Segment Start: TEXT FOR ANALYSIS

In 1909, Aleister and Rose divorced, largely due to her alcoholism. She was subsequently admitted to an asylum suffering from alcoholic dementia. Meanwhile, Crowley soon moved on and took a woman named Leila Waddell as his lover or "Scarlet Woman". In 1910, Crowley performed his series of dramatic rites, the Rites of Eleusis, with A?A? members Leila Waddell and Victor Benjamin Neuburg.
Ordo Templi Orientis: 1912—1913
According to Crowley, Theodor Reuss called on him in 1912 to accuse him of publishing O.T.O. secrets, which Crowley dismissed on the grounds of having never attained the grade in which these secrets were given (IXth Degree). Reuss opened up Crowley's latest book,
The Book of Lies, and showed Crowley the passage. This sparked a long conversation which led to Crowley assuming the Xth Degree of O.T.O. and becoming Grand Master of the English-speaking section of O.T.O. called
Mysteria Mystica Maxima.
Crowley would eventually introduce the practice of male homosexual sex magick into O.T.O. as one of the highest degrees of the Order for he believed it to be the most powerful formula. Crowley placed the new degree above the Tenth Degree — not to be confused with any title in his own Order — and numbered it the Eleventh Degree. There was a protest from some members of O.T.O. in Germany and the rest of continental Europe that occasioned a persistent rift with Crowley.

Segment End: TEXT FOR ANALYSIS
Segment Start: DATA FOR ANALYSIS

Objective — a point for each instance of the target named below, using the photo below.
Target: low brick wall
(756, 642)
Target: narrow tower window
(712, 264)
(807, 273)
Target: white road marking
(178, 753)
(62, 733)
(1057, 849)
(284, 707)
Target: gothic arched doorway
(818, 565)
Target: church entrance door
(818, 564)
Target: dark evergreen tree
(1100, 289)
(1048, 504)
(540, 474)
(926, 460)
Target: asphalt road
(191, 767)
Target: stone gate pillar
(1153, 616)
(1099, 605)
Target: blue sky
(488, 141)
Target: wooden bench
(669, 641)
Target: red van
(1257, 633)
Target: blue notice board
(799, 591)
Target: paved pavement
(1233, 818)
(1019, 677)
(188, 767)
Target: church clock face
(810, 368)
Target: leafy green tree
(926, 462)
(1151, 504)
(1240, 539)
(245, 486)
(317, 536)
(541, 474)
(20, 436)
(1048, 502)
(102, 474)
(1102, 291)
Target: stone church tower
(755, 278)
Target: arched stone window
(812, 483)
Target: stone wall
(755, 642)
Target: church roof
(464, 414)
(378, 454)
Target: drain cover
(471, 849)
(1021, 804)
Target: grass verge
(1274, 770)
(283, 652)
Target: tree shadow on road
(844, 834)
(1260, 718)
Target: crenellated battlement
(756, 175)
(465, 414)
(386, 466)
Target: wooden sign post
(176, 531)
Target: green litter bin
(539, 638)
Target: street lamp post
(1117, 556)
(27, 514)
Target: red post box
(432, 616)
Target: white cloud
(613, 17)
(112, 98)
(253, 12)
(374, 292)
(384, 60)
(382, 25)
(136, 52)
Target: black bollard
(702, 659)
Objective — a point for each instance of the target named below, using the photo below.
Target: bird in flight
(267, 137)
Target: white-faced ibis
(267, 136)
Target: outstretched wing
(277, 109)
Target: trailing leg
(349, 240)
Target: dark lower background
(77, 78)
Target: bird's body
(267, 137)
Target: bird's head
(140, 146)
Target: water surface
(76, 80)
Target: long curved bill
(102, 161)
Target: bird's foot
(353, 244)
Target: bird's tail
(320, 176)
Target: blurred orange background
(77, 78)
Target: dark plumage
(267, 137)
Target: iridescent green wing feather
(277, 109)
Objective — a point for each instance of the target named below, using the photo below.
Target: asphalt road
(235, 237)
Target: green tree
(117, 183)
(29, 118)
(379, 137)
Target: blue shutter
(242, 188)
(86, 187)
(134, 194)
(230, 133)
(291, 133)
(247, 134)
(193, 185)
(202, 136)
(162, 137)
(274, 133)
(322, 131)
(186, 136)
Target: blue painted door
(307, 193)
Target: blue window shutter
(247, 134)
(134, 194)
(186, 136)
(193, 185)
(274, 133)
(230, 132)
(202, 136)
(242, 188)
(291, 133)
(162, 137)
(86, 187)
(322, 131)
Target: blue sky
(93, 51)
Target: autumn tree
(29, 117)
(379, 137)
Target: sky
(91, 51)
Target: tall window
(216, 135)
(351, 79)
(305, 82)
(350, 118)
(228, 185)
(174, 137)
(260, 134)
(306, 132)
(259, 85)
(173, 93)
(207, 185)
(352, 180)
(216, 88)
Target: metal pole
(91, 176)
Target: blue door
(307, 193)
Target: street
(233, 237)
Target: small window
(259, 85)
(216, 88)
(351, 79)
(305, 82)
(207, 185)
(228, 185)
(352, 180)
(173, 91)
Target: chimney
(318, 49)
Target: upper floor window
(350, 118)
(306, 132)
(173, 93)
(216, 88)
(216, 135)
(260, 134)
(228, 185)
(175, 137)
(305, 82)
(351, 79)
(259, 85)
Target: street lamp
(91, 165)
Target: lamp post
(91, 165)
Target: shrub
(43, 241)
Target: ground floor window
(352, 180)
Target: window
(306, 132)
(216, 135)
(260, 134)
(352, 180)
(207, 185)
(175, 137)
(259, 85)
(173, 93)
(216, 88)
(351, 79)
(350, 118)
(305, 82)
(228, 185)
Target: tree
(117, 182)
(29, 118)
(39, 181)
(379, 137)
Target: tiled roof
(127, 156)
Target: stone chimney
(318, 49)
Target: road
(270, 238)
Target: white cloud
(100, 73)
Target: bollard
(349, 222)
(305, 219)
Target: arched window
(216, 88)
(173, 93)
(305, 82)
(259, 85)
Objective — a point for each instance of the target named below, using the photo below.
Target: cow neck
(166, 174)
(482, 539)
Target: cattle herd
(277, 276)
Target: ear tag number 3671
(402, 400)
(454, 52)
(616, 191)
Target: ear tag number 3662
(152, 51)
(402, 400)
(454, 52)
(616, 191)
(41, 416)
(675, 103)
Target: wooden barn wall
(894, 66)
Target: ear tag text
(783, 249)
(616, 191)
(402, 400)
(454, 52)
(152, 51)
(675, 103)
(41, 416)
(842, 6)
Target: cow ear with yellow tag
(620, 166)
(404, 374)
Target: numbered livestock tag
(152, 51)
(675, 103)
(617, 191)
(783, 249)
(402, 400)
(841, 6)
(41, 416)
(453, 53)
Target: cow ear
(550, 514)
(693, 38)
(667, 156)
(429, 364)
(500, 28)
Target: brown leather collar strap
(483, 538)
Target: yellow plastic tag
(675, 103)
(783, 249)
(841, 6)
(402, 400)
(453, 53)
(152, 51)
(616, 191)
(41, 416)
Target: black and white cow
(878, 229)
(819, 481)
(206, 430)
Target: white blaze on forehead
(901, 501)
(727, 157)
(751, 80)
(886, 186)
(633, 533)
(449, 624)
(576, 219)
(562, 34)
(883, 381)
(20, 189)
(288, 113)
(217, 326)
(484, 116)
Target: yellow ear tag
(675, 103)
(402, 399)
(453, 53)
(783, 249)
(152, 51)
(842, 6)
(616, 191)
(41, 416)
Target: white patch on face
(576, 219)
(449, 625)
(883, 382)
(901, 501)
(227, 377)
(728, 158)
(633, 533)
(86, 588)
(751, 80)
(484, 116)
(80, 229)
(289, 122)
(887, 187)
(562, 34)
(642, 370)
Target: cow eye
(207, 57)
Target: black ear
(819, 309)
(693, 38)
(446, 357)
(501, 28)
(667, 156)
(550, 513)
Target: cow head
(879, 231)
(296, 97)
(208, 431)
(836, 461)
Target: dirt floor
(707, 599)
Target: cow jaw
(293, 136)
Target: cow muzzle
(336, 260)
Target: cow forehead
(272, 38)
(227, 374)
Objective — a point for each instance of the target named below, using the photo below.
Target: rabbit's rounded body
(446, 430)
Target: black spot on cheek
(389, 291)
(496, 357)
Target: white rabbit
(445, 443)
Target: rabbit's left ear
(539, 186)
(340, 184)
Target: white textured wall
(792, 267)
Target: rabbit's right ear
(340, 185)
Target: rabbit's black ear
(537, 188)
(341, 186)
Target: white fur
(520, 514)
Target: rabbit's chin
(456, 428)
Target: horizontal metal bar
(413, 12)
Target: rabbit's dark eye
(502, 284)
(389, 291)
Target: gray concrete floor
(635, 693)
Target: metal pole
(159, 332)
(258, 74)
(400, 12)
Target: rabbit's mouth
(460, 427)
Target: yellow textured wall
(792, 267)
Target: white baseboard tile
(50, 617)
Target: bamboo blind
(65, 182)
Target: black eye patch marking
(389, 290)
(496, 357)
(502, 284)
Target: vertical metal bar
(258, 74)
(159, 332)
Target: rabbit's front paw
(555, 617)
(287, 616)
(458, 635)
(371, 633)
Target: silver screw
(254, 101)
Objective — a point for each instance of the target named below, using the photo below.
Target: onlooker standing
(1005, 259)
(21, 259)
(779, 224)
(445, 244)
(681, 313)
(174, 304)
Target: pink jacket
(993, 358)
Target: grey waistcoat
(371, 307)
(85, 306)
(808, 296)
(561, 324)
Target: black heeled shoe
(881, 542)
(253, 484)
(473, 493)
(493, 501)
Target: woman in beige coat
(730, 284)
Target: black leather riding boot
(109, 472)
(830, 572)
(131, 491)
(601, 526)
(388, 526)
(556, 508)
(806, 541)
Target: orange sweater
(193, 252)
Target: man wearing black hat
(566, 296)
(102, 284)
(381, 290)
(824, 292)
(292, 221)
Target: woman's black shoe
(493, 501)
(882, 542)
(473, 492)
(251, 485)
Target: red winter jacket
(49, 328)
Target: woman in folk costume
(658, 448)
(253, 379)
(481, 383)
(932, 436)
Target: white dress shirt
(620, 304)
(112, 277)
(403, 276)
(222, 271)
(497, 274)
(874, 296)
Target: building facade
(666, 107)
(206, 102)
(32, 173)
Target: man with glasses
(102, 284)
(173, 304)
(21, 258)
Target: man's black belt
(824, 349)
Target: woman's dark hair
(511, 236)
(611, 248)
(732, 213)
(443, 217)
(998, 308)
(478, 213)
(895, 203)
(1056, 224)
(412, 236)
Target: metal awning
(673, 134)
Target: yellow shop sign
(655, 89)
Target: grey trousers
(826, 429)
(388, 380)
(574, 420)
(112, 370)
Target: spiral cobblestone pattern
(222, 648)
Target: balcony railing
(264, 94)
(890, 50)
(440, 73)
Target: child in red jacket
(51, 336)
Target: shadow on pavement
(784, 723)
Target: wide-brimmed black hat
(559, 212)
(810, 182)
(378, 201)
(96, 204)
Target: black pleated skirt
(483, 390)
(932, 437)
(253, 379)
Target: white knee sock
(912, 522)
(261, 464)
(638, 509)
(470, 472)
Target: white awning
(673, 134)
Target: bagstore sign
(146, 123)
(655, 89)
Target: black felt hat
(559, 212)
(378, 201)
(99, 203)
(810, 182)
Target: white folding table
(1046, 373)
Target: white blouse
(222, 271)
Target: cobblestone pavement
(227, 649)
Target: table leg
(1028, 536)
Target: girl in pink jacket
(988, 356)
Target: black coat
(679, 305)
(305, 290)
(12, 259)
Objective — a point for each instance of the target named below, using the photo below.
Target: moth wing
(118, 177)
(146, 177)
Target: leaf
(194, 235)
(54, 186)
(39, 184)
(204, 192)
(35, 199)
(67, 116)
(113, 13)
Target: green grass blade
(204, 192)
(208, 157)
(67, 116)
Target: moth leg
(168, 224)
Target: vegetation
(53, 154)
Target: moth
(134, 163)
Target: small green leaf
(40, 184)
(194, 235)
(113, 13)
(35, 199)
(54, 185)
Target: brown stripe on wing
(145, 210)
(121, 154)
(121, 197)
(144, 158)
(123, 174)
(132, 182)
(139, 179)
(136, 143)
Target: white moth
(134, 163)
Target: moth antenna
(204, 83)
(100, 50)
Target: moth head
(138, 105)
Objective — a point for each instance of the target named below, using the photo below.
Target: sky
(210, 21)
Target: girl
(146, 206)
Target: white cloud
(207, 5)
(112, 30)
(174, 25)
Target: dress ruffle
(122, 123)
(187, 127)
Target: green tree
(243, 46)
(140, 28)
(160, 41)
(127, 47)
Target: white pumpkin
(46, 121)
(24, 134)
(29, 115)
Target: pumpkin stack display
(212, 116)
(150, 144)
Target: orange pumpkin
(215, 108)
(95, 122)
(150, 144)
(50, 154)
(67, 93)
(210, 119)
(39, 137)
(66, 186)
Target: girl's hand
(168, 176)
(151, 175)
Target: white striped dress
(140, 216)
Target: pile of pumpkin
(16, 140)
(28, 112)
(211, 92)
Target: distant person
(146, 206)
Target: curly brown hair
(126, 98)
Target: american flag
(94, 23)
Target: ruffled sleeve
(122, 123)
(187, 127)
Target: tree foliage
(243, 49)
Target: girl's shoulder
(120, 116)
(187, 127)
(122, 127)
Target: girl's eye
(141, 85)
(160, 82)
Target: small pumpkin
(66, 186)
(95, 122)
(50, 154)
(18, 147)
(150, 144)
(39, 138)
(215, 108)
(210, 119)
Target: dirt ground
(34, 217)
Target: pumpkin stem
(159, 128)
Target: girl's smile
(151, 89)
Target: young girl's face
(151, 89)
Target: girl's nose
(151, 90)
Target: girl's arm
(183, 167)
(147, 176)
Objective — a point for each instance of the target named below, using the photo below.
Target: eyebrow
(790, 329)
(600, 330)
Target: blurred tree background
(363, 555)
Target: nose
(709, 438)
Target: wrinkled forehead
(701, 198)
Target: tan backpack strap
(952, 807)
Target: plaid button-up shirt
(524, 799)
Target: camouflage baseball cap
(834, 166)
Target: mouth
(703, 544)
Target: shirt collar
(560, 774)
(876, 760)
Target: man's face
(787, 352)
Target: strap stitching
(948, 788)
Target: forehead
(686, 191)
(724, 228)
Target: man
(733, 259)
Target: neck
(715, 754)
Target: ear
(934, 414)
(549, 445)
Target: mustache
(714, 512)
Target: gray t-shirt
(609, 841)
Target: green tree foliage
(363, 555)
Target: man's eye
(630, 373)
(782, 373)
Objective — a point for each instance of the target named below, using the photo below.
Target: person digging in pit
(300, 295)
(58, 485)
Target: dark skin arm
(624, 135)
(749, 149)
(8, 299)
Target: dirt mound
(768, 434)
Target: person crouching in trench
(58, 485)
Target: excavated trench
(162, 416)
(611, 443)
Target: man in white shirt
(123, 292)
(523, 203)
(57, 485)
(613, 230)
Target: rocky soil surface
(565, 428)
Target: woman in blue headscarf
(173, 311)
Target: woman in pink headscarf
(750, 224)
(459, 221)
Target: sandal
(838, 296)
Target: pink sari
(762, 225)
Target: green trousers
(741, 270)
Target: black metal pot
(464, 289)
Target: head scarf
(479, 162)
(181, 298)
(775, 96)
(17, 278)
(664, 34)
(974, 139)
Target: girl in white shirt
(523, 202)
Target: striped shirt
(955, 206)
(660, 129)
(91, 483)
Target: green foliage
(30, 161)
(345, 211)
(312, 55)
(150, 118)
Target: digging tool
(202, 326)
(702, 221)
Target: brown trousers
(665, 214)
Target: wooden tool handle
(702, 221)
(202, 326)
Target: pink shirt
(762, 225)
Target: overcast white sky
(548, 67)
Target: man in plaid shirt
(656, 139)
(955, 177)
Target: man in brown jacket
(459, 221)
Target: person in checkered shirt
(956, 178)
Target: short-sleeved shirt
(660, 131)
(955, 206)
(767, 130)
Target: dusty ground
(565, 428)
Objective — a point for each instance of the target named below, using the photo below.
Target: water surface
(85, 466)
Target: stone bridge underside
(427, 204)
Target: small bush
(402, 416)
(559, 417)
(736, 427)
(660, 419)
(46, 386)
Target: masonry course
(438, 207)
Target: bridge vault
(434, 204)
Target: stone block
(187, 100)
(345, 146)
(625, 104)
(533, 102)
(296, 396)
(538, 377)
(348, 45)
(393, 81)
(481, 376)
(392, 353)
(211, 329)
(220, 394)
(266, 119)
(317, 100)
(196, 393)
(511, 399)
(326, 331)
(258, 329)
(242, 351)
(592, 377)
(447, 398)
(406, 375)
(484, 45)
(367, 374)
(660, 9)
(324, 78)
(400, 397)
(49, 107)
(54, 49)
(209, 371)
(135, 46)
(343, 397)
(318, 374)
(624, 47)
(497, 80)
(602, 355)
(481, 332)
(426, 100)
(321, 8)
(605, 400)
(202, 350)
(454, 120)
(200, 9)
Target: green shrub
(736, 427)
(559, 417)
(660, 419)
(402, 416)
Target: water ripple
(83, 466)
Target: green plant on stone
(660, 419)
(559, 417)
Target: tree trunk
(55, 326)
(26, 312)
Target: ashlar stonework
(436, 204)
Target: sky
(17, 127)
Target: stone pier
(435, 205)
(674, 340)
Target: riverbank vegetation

Segment End: DATA FOR ANALYSIS

Please answer these questions from the text on Crowley and the O.T.O.:
1. In what year did Aleister and Rose divorce?
2. What was the English-speaking section of O.T.O. called?
3. What number did Crowley give the degree he placed above the Tenth Degree?

1. 1909
2. Mysteria Mystica Maxima
3. The Eleventh Degree